_Text shown_.
**********
The Hellenic Museum’s current exhibits explore Greece’s rich history and the impact of colonisation in New Zealand.
While semester begins for RMIT students here in Melbourne, the Hellenic Museum’s 8,000 years’ worth of art invites us to dream of myths, mortals, and Greece.
Located on William St near Flagstaff Gardens, the Hellenic Museum is Australia’s only museum exhibiting and preserving Greek art.
The building itself used to be the Royal Melbourne Mint but has now been transformed into an art gallery and function centre. The external imposing architecture sets the mood of what you will experience when you step inside.
Entering the museum, every visitor is greeted with high ceilings, a sprawling staircase, and a quiet, reflective atmosphere. After entering the first exhibit, you are transported to the beginning of the Greek Empire.
The Gods, Myths and Mortals exhibit takes the viewer through Greek treasures across the millennia, with highlights being the tomb-like exhibit showcasing religion and gold-adorned jewellery.
Leaving the exhibit, you cannot help but feel inspired by how the modern world we know today has evolved from such ancient cultures.
Perhaps the highlight of the downstairs exhibits was Australian sculptor, Sam Jinks’,artwork The Messenger. Jinks was inspired by the Greek Goddess Iris, who communicated with mortals and gods.
**********
_Data_.
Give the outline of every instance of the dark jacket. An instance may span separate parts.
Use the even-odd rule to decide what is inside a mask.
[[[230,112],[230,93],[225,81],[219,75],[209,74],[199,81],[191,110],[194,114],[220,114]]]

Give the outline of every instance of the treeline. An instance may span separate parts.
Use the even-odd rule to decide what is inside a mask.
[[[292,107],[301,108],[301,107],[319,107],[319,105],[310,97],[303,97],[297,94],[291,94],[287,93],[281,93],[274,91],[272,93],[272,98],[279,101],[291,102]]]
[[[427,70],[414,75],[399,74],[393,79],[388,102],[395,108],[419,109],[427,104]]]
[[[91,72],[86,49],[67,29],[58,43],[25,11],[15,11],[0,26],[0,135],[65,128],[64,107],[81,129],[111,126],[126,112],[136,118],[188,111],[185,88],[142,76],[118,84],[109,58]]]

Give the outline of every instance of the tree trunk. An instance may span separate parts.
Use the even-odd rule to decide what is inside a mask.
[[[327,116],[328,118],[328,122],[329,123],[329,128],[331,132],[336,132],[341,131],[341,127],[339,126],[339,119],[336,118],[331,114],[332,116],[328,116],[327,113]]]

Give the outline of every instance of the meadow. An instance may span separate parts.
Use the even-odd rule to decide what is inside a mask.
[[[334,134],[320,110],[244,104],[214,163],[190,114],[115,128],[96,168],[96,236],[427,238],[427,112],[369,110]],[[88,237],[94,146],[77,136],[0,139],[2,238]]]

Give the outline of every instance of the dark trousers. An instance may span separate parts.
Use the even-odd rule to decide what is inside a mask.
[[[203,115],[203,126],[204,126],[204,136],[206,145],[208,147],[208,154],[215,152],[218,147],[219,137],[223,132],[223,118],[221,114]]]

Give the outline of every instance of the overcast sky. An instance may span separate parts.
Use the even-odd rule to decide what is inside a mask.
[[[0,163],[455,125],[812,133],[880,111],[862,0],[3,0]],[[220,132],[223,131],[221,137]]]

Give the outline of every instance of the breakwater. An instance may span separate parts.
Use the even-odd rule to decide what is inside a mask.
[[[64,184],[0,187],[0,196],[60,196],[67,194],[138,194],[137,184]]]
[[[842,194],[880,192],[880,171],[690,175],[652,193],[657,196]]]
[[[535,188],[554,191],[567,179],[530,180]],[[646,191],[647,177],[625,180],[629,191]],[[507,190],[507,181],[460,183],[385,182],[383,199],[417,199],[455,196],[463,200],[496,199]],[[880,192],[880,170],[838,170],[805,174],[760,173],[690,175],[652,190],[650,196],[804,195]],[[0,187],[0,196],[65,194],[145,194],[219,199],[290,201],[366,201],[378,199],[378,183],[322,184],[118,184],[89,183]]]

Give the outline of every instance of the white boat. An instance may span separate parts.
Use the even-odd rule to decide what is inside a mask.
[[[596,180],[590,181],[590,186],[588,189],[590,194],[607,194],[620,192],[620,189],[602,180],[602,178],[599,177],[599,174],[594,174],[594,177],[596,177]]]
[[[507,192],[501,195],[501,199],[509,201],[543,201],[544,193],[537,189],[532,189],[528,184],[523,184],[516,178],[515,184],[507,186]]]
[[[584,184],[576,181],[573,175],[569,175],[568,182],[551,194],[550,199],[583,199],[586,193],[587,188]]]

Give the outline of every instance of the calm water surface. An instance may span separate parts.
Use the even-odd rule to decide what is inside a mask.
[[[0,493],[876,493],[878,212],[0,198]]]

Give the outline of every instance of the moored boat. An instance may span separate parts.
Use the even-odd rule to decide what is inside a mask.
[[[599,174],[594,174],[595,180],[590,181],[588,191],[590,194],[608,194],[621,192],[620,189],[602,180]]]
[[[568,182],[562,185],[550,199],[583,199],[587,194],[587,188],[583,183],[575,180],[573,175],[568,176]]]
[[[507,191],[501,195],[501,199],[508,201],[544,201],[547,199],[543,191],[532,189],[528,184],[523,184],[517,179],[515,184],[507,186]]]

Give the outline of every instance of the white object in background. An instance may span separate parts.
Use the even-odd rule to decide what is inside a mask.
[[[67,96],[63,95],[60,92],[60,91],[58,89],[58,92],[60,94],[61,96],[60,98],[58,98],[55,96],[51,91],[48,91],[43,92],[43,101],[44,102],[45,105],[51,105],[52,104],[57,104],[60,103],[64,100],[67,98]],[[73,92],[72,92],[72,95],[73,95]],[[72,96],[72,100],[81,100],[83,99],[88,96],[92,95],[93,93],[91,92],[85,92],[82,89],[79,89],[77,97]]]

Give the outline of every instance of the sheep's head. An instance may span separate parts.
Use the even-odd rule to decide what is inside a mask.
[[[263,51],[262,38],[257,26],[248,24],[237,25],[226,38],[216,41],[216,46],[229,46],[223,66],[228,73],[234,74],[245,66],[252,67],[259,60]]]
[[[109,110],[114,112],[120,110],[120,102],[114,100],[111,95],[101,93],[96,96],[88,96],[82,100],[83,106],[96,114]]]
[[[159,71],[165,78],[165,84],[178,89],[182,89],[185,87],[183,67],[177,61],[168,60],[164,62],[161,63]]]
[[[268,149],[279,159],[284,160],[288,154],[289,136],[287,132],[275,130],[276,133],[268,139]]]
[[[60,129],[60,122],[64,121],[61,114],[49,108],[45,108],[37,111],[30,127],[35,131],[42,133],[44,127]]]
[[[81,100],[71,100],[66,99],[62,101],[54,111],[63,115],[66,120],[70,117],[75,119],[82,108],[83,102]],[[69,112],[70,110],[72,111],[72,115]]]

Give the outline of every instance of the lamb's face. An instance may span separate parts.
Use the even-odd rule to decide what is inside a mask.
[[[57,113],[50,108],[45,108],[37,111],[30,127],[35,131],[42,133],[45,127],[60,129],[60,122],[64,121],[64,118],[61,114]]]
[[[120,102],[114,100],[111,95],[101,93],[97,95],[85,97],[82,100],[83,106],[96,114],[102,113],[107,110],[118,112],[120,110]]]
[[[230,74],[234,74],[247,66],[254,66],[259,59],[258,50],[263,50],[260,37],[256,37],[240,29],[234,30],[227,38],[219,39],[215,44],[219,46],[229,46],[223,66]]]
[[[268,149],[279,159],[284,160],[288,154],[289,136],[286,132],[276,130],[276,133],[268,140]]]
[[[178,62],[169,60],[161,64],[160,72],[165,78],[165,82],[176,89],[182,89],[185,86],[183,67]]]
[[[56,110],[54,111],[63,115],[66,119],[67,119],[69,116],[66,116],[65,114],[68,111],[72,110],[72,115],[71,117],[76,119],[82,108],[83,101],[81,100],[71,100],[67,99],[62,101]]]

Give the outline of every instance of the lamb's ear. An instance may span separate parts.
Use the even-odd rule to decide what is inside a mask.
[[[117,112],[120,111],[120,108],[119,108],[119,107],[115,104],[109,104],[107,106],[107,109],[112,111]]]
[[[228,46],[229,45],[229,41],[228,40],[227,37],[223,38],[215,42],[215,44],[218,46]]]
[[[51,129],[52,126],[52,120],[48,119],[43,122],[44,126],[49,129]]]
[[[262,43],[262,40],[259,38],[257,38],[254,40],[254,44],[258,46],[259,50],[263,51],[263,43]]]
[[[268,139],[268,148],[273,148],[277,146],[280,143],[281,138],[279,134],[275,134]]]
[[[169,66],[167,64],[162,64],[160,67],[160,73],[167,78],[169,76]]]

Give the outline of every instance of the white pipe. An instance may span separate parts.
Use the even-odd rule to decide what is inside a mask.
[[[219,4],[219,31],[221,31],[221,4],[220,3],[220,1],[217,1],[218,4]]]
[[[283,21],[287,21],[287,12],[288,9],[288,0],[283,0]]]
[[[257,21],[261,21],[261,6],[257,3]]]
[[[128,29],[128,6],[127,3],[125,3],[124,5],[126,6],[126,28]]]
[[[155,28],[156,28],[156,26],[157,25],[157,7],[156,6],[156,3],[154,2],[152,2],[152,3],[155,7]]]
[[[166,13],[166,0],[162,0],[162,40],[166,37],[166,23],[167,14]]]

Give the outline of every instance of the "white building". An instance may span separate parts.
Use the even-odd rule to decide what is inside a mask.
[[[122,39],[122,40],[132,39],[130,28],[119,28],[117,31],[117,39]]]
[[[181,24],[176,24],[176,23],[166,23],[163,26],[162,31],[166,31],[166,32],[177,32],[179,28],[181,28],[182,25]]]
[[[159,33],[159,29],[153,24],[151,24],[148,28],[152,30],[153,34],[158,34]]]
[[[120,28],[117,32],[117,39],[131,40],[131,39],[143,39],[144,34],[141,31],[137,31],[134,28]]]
**********
_What is asked_.
[A] Update the stretch of the museum review from "Located on William" through "such ancient cultures.", swapping "function centre" for "event space".
[B] Answer these questions using the museum review:
(i) Which street is the Hellenic Museum located on?
(ii) What was the building used for before it became an art gallery?
(iii) Which Greek goddess inspired Sam Jinks's artwork The Messenger?
[C] Proceed with the museum review from where it stops.
The listing is separate material, unrelated to the museum review.

_Expected answers_.
[A]
Located on William St near Flagstaff Gardens, the Hellenic Museum is Australia’s only museum exhibiting and preserving Greek art.
The building itself used to be the Royal Melbourne Mint but has now been transformed into an art gallery and event space. The external imposing architecture sets the mood of what you will experience when you step inside.
Entering the museum, every visitor is greeted with high ceilings, a sprawling staircase, and a quiet, reflective atmosphere. After entering the first exhibit, you are transported to the beginning of the Greek Empire.
The Gods, Myths and Mortals exhibit takes the viewer through Greek treasures across the millennia, with highlights being the tomb-like exhibit showcasing religion and gold-adorned jewellery.
Leaving the exhibit, you cannot help but feel inspired by how the modern world we know today has evolved from such ancient cultures.

[B]
(i) William St
(ii) It was the Royal Melbourne Mint.
(iii) Iris

[C]
Stepping inside a small room, instant darkness surrounds you and The Messenger’s expansive gold wings take centre stage – Iris is frozen in time in front of the river Styx.
According to Jinks, sculptures “are a conduit for collective memory, [allowing] past generations to speak both to the present and into the future”. The Messenger serves as a place of quiet reflection.
Heading upstairs, Marian Maguire’s exhibit showcases a different form of myth – one where ancient Greece, Colonial Britain and Māori culture and history intersect.
Maguire is an artist from New Zealand who combines figures from colonial prints, and the past and ongoing tensions of New Zealand biculturalism. Uniquely, her work uses ancient Greek mythology to encourage public discourse around these issues.
Her pieces are thought provoking and demand the audience stop and consider the crossover of global cultures throughout history, and how they continue to influence modern societies today.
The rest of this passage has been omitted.